Defendant raises two points for our consideration: 1) the motion judge erred in refusing to vacate the award under N.J.S.A. 2A:23B-23(a)(1) because the award was procured by fraud or undue means; and 2) the judge erred in holding that post-loss material misrepresentations do not void plaintiff's policy of insurance. We have carefully considered these contentions and conclude that they are without merit. We affirm substantially for the reasons stated by Judge Hurley in the decision placed on the record September 16, 2004. We add the following.
Defendant argues that the award should have been set aside under N.J.S.A. 2A:23B-23(a)(1), which provides that the court shall vacate an arbitration award if it was "procured by corruption, fraud, or undue means." As Judge Hurley correctly pointed out, the phrase "undue means" generally "encompasses a situation in which the arbitrator has made an acknowledged mistake of fact or law or a mistake that is apparent on the face of the record." Office of Employee Rel. v. Communication Workers, 154 N.J. 98, 111-12 (1998)(citing PBA Local 160 v. Township of North Brunswick, 272 N.J. Super. 467, 474 (App. Div.), certif. denied, 138 N.J. 262 (1994)).
The alleged misrepresentations at issue here do not constitute an "acknowledged" mistake of fact, nor do they constitute a mistake that is "apparent on the face of the record." Ibid. The differing accounts of how the accident occurred raise genuine issues of material fact that were submitted to the arbitrators for resolution, based on the arbitrators' consideration of the testimony and assessment of the credibility of the witnesses. The phrase "undue means" does not include situations where, as here, the arbitrators based their "decision on one party's version of the facts, finding that version to be credible." Local 153 v. Trust Co. of New Jersey, 105 N.J. 442, 450 n. 1 (1987).
Moreover, there is no basis to set aside the award on grounds of fraud because the record does not contain "even a hint of misconduct by the arbitrator[s]." Tretina Printing, Inc. v. Fitzpatrick & Associates, Inc., 135 N.J. 349, 358 (1994). In the arbitration proceeding both plaintiff and defendant were given the opportunity to present testimony and cross-examine witnesses as to whether the accident was caused by a driver who entered plaintiff's lane of travel because of a deer in the road, or whether the accident occurred because plaintiff swerved to avoid an animal in the road. There is no evidence that, in resolving these disputed issues of fact, the arbitrators acted improperly.

> Recorded data:
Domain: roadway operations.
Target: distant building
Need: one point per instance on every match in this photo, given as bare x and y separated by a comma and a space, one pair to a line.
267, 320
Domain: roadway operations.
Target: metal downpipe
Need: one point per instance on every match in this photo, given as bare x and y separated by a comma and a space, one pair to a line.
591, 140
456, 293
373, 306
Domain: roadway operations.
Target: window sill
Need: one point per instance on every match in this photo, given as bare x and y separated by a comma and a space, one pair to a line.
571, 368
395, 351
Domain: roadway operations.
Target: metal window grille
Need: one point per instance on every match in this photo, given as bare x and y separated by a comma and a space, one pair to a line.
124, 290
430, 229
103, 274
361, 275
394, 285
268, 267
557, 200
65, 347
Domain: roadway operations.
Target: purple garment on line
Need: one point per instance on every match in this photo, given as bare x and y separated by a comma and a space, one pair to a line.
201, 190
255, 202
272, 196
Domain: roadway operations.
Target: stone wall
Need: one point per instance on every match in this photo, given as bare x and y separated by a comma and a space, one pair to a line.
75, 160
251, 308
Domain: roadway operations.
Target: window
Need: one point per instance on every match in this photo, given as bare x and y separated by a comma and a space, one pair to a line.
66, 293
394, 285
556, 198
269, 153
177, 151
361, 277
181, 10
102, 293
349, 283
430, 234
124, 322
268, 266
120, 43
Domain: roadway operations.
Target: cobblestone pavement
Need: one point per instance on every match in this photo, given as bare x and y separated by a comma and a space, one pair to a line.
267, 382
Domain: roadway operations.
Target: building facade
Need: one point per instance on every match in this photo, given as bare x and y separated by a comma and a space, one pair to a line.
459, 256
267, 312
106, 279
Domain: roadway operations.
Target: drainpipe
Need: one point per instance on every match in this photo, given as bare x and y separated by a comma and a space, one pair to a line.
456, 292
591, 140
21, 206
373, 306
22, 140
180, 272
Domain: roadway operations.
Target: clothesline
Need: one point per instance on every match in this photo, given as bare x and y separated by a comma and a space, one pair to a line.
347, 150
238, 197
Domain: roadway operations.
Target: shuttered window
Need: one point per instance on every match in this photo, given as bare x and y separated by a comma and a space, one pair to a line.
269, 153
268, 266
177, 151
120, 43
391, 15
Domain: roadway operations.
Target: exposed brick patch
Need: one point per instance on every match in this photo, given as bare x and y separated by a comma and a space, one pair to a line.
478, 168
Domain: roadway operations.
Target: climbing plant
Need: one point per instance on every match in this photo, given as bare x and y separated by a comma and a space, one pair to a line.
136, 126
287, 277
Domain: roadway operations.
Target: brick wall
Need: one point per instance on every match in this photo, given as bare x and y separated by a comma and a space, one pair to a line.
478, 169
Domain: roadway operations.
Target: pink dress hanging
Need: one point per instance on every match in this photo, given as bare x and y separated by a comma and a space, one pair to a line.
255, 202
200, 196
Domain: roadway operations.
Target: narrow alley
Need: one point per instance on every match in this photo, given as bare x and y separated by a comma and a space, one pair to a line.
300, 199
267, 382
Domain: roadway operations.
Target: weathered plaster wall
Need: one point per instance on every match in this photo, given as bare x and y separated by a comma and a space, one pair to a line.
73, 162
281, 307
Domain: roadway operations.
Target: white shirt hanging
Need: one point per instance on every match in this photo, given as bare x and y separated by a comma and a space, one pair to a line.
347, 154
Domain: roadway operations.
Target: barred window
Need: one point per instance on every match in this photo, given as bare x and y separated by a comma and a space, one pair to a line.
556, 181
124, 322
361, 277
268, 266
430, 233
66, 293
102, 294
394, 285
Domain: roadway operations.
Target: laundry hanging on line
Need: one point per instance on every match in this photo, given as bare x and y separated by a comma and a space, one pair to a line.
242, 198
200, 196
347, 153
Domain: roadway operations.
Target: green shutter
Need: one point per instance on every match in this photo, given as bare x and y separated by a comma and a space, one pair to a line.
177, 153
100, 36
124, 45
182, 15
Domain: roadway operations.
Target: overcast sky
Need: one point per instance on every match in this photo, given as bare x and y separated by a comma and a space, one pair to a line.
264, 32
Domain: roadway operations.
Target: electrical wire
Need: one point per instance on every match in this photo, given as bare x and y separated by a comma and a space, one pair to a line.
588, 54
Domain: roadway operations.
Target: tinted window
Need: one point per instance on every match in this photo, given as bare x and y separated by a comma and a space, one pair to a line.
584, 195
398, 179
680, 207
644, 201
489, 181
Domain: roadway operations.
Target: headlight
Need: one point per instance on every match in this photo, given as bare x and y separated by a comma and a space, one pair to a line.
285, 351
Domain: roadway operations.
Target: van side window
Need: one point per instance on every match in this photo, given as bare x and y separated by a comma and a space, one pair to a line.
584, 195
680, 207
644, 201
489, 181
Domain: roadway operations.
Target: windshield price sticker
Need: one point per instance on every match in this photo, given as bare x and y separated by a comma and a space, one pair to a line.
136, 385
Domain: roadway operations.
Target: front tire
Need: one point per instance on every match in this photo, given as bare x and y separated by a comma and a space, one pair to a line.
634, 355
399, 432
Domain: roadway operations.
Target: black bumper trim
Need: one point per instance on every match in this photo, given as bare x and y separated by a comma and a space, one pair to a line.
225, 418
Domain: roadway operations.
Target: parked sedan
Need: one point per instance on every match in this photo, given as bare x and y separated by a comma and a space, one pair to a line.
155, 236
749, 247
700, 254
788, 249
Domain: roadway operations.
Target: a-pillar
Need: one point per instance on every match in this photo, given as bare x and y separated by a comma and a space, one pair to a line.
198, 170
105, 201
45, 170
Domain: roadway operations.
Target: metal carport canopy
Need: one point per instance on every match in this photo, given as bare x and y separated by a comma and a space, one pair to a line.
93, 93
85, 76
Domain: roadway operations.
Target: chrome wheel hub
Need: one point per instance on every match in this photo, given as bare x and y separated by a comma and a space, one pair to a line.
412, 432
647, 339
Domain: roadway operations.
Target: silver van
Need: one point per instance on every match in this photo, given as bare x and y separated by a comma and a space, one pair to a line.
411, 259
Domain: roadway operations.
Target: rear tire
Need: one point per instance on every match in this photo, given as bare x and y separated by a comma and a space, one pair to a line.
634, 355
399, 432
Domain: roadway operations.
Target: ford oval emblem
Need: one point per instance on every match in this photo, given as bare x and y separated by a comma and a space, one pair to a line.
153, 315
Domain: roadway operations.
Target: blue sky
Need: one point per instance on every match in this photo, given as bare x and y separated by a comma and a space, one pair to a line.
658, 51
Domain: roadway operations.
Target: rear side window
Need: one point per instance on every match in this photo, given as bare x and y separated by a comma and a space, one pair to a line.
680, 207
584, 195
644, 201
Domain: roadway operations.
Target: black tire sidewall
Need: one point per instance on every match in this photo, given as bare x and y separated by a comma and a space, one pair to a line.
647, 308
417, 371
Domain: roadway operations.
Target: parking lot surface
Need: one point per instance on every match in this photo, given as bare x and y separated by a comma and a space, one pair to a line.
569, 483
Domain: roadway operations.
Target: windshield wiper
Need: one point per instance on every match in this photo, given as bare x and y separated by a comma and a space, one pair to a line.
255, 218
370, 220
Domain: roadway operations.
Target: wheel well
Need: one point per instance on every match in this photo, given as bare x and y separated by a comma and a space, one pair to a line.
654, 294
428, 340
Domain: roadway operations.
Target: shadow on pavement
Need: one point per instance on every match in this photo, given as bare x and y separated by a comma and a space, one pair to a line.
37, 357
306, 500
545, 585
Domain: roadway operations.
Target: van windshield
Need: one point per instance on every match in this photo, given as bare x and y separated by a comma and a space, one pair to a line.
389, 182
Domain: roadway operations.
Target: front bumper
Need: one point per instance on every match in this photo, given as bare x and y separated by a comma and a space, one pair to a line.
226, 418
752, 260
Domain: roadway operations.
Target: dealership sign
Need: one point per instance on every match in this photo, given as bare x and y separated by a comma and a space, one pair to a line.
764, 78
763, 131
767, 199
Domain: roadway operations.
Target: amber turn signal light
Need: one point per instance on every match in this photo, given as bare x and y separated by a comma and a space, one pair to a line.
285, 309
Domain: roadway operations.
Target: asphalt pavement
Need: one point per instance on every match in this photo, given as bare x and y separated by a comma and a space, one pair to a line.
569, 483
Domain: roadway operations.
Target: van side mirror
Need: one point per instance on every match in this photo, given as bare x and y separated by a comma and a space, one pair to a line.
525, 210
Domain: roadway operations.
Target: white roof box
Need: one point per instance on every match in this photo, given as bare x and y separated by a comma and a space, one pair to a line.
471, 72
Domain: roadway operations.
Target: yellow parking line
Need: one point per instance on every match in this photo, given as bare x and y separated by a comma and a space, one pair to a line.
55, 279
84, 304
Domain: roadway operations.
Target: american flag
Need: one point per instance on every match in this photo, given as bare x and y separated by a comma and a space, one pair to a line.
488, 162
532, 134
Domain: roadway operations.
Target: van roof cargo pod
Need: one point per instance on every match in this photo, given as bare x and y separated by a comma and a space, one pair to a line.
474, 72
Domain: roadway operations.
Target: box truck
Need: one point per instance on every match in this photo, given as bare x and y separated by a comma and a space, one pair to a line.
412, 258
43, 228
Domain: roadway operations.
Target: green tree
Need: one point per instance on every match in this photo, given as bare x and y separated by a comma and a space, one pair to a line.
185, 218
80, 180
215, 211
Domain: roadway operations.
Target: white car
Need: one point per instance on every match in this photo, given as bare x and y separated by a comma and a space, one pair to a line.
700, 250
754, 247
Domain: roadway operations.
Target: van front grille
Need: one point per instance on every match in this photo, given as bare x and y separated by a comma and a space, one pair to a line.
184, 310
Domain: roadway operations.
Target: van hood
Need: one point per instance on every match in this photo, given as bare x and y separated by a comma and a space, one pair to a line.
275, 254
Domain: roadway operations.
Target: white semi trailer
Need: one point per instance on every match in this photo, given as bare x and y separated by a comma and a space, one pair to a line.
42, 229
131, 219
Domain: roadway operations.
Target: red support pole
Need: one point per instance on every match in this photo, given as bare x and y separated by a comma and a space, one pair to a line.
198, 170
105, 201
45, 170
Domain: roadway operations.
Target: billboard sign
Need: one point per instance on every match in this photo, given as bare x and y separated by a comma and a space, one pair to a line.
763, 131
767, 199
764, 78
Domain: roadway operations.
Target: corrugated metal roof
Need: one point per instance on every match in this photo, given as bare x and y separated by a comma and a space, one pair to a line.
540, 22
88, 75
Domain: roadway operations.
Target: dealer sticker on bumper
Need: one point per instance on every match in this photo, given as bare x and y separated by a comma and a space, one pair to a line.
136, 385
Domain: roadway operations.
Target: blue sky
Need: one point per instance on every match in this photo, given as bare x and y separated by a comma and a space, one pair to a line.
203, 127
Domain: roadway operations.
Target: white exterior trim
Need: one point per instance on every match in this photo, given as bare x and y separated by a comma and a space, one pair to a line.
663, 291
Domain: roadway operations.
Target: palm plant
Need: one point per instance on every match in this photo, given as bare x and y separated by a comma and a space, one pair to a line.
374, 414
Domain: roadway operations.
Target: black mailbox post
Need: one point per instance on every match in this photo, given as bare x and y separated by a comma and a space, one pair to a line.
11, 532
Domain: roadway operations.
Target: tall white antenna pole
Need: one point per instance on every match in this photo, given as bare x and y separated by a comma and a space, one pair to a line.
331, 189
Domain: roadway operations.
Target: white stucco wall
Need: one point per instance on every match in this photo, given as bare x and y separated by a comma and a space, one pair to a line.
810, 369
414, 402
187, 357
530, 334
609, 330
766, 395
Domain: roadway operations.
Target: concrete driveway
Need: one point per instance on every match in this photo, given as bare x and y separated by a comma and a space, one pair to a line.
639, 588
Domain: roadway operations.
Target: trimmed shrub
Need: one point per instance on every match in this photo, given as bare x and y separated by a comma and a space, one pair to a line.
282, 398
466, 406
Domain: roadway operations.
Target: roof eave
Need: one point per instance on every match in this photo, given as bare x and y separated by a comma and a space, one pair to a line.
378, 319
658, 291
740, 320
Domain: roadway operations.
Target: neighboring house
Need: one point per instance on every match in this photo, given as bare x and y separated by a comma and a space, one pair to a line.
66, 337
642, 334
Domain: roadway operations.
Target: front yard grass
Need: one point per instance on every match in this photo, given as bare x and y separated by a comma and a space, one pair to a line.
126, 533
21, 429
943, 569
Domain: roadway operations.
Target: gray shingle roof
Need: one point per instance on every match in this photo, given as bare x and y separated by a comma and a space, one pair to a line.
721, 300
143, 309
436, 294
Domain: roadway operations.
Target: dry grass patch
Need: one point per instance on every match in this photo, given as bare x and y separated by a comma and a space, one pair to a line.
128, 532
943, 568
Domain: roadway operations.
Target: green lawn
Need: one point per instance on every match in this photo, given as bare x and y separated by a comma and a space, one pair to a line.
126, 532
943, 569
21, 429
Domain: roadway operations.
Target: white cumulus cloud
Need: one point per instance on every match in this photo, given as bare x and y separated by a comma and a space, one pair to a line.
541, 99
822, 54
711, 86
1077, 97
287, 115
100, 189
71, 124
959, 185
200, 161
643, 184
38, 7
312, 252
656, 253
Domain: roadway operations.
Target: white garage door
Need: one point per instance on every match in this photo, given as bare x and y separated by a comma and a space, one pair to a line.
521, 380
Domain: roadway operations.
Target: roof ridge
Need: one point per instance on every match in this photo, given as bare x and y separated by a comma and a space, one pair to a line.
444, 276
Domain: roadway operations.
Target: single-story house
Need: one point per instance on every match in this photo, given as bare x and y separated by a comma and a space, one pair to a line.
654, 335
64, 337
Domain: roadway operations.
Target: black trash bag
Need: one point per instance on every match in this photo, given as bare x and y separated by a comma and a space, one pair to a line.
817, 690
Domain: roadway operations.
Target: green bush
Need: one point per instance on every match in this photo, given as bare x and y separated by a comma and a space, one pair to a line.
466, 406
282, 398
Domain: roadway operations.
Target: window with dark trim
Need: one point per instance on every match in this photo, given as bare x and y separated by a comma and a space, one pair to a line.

> Prompt 1: Reproduce the passage of the court opinion starting with "Defendant raises two" and going on through "add the following.".
> Prompt 2: In the court opinion, on what date was Judge Hurley's decision placed on the record?

> Exercise answer 1:
Defendant raises two points for our consideration: 1) the motion judge erred in refusing to vacate the award under N.J.S.A. 2A:23B-23(a)(1) because the award was procured by fraud or undue means; and 2) the judge erred in holding that post-loss material misrepresentations do not void plaintiff's policy of insurance. We have carefully considered these contentions and conclude that they are without merit. We affirm substantially for the reasons stated by Judge Hurley in the decision placed on the record September 16, 2004. We add the following.

> Exercise answer 2: September 16, 2004.